Brief:
Every line below should be given again without alteration.

......

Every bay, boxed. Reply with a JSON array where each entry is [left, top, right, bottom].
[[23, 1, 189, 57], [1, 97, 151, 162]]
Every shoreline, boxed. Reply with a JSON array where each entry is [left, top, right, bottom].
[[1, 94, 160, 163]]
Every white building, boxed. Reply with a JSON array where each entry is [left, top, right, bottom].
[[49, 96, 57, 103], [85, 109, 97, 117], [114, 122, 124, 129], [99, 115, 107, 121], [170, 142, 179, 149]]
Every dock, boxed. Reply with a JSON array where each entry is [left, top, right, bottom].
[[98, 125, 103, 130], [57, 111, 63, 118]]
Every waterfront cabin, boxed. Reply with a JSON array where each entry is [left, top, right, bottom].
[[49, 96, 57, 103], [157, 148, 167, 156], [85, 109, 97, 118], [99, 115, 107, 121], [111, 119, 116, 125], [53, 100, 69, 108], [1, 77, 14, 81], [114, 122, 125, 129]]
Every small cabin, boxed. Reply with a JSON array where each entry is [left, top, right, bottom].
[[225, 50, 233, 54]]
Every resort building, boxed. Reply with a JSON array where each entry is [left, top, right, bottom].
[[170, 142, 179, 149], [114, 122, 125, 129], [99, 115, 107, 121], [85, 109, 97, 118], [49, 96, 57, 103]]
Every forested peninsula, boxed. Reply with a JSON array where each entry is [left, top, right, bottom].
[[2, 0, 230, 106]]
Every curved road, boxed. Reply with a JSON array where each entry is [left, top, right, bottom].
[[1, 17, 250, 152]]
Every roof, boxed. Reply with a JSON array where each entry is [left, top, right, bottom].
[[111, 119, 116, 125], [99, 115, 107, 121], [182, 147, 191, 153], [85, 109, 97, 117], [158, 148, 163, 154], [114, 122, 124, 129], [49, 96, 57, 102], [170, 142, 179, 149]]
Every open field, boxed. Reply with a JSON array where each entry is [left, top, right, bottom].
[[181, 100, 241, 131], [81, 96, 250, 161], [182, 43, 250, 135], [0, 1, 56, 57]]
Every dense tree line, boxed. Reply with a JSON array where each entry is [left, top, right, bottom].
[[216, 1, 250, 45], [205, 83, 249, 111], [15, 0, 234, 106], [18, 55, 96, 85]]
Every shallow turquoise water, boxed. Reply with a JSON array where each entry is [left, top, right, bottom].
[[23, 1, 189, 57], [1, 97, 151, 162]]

......

The completed task:
Every bay, boxed. Reply with a JSON array where each entry is [left, top, right, bottom].
[[23, 1, 189, 57], [1, 97, 151, 162]]
Every shoreline, boxed. Reply with a JSON array where each entry is [left, top, right, bottom].
[[1, 94, 160, 163]]
Every white building, boxed. Reply with a JSON array where each entry is [left, top, right, bottom].
[[49, 96, 57, 103], [85, 109, 97, 117], [114, 122, 124, 129], [99, 115, 107, 121], [170, 142, 179, 149]]
Every dock, boxed. Reply with a JSON array where each entry is [left, top, right, bottom].
[[98, 125, 103, 130], [57, 111, 63, 118]]
Every waterfront cabin, boxed. Reply with a JSON array where each entry is [left, top, right, bottom].
[[49, 96, 57, 103], [157, 148, 167, 156], [85, 109, 97, 118], [99, 115, 107, 121], [111, 119, 116, 125], [53, 100, 69, 108], [1, 77, 14, 81], [114, 122, 125, 129]]
Every small cabin, boxed. Reply with a JSON array where each entry is [left, top, right, bottom].
[[225, 50, 233, 54]]
Every resort building, boxed. Reply with a JSON array where each entry is [left, top, right, bottom].
[[170, 142, 179, 149], [114, 122, 125, 129], [99, 115, 107, 121], [85, 109, 97, 118], [49, 96, 57, 103]]
Every forested peninsula, boxed. Reply with a JSON array where each entry is [left, top, right, bottom].
[[2, 0, 230, 106]]
Every curved road, boxed. Reply with a JSON array where each entry is [left, top, right, bottom].
[[1, 17, 250, 152]]
Every roof, boxed. Reply with a JSON array where each entry is [left, top, right, bottom].
[[111, 119, 116, 125], [99, 115, 107, 121], [182, 147, 191, 153], [85, 109, 97, 117], [158, 148, 163, 154], [114, 122, 124, 129], [49, 96, 57, 102], [170, 142, 179, 149]]
Every open field, boxed. Reply with a JSON array where each entry is [left, top, right, bottom].
[[181, 100, 241, 131], [81, 96, 250, 161], [182, 43, 250, 135], [0, 1, 56, 57]]
Every dense tree line, boxed. Reply with a JSON array where each entry is [left, top, right, bottom].
[[216, 1, 250, 45], [205, 83, 249, 111], [15, 0, 234, 106], [18, 55, 96, 85]]
Every shallow turquoise water, boxed. Reply with a JSON array where each entry is [left, top, right, bottom].
[[23, 1, 189, 57], [1, 97, 151, 162]]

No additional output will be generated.